▶ _Yazılı görev A_
Yaptırımlarla ilgili metinde “Türkiye Cumhurbaşkanı Recep Tayyip Erdoğan” diye başlayan paragrafı, ana bilgileri koruyarak madde madde yeniden yaz.

▶ _Seçilmiş bölüm_
* * *

Pazar, 15 Muharrem 1446 | 2024/07/21
Saat: (Medine Saati İle)
Menu
ana menü
ana menü
Türkiye Rejimi İkisi de Acı Olan İki Seçenek Arasındadır

بسم الله الرحمن الرحيم

Haber-Yorum

Türkiye Rejimi İkisi de Acı Olan İki Seçenek Arasındadır

Haber:

Türkiye Cumhurbaşkanı Recep Tayyip Erdoğan, ABD’nin ülkesine yönelik yaptırımlarının bir NATO ortağına hakaret olduğunu ifade ederken, Türk Dışişleri Bakanlığı da Avrupa’nın yaptırımlarını yanlı ve hukuka aykırı olarak nitelendirerek reddetti. Erdoğan, Washington’un -“CAATSA” olarak bilinen- "Amerika’nın Düşmanlarıyla Yaptırımlar Yoluyla Mücadele" yasasını Türkiye’ye karşı kullanmasının NATO’daki önemli bir ortağa hakaret olduğunu söyledi.

Türk Dışişleri Bakanlığı -yaptığı açıklamada-, Avrupa Birliği'nin bazı ülkelerin dar politikaları nedeniyle bir kısır döngüye girdiğini ve “10 Aralık’ta Avrupa Birliği zirvesi sonuçlarına dahil edilen yanlı ve hukuka aykırı tutumunu” reddettiğini söyledi. (el-cezire.net)

Yorum:

En büyük felaket güldüren felakettir. Zira daha dün Türkiye’nin müttefikleri ve eski ortağı olan Avrupa, Türkiye rejimini tehdit edip cezalandırmak yoluyla bir kez daha dişlerini gösterdi.  Bu yeni bir şey değildir. Bilakis Avrupalılar bunu, Türkiye yönünü Amerika’ya çevirmesinden ve onun yörüngesinde hareket etmeye başlamasından beri yapmaktadır. Zira onlar, rejimi aşağılamaktan ve onunla ortadan kaldırılması ya da dizginlenmesi gereken bir düşman olarak uğraşmaktan hiç vazgeçmediler. Nitekim bazen bahaneleri daha önce kendi çıkarları için bölünmüş sulardan çıkmamak amacıyla Türkiye rejiminin önceden imzalamış olduğu anlaşmaları ihlal etmesi olurken bazen de bahaneleri, sadakatini değiştirmesinden dolayı Türkiye’yi sorumlu tutmak amacıyla birtakım gerekçeler ortaya koymak dışında Libya ve Gürcistan'a müdahale etmesi olmuştur. Oysa Türkiye’nin bölgede Amerikan nüfuzunu pekiştirmek için yapmış oldukları ya geçiştirilmekte ya da unutulmaktadır. Şimdi de onlar, Türkiye rejiminin adamlarına yaptırımlar uygulamak için bir araya geliyorlar ve dalga geçiyorlar. Nitekim şayet Amerika, yaptırımları önlemek için onları gözlemleyip Avrupa’daki nüfuzunu kullanmamış olsaydı, Avrupalılar bir rejim ve halk olarak Türkiye’ye yönelik nefretinin bir kısmını gerçekleştirirdi.

* * *

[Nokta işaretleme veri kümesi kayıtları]
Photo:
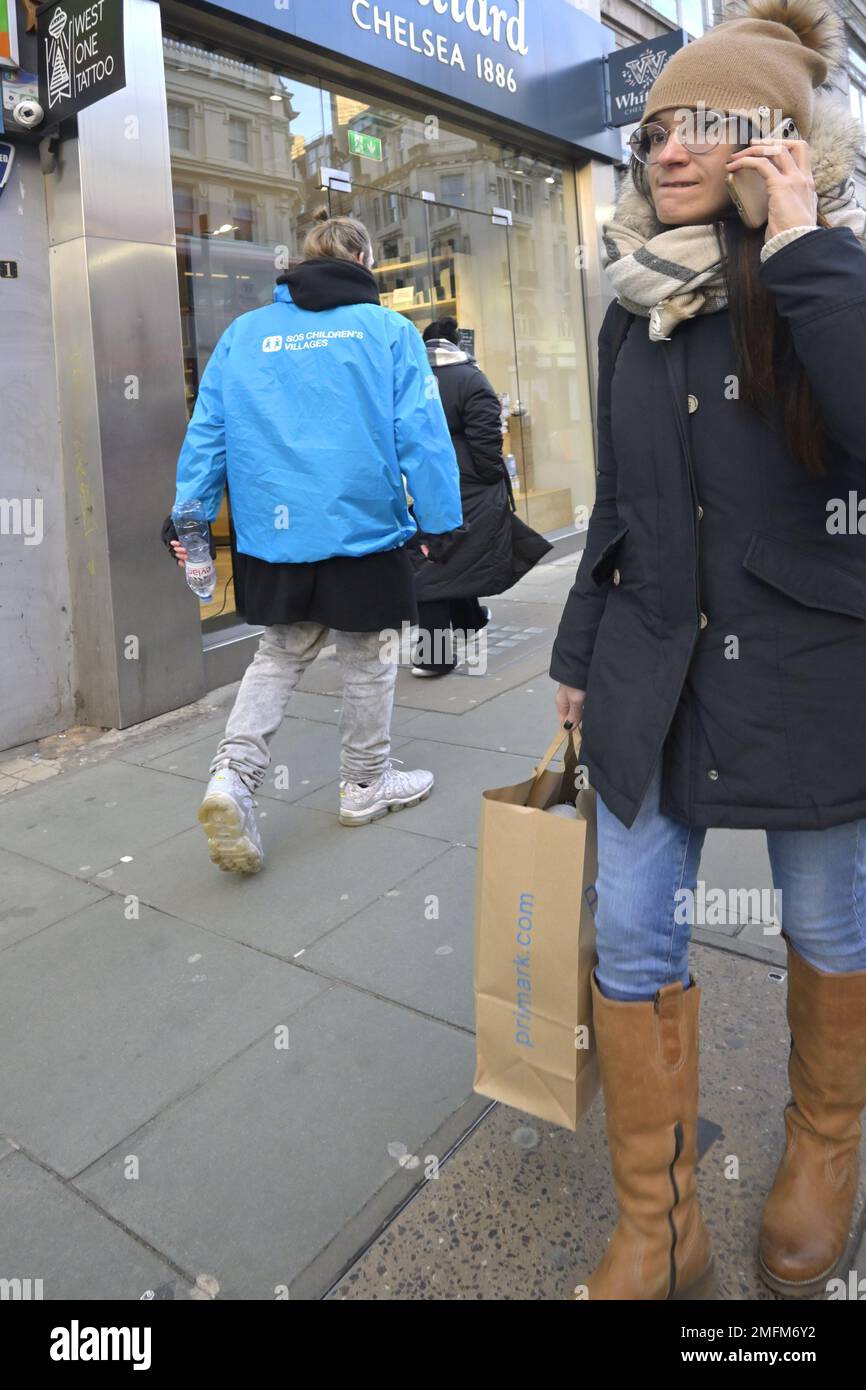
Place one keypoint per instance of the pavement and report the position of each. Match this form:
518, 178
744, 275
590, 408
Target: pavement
262, 1089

* * *

▶ _Yazılı görev B_
Kayıtlardaki bütün satırları resimleri dışarıda bırakarak kelimesi kelimesine tekrarla.

▶ _Tam cevap A_
- Erdoğan, ABD'nin Türkiye'ye yönelik yaptırımlarını bir NATO ortağına hakaret olarak nitelendirdi.
- Türk Dışişleri Bakanlığı, Avrupa'nın yaptırımlarını yanlı ve hukuka aykırı bularak reddetti.
- Erdoğan'a göre Washington'un CAATSA olarak bilinen "Amerika'nın Düşmanlarıyla Yaptırımlar Yoluyla Mücadele" yasasını Türkiye'ye karşı kullanması, NATO'daki önemli bir ortağa hakarettir.

▶ _Tam cevap B_
Photo:
Place one keypoint per instance of the pavement and report the position of each. Match this form:
518, 178
744, 275
590, 408
Target: pavement
262, 1089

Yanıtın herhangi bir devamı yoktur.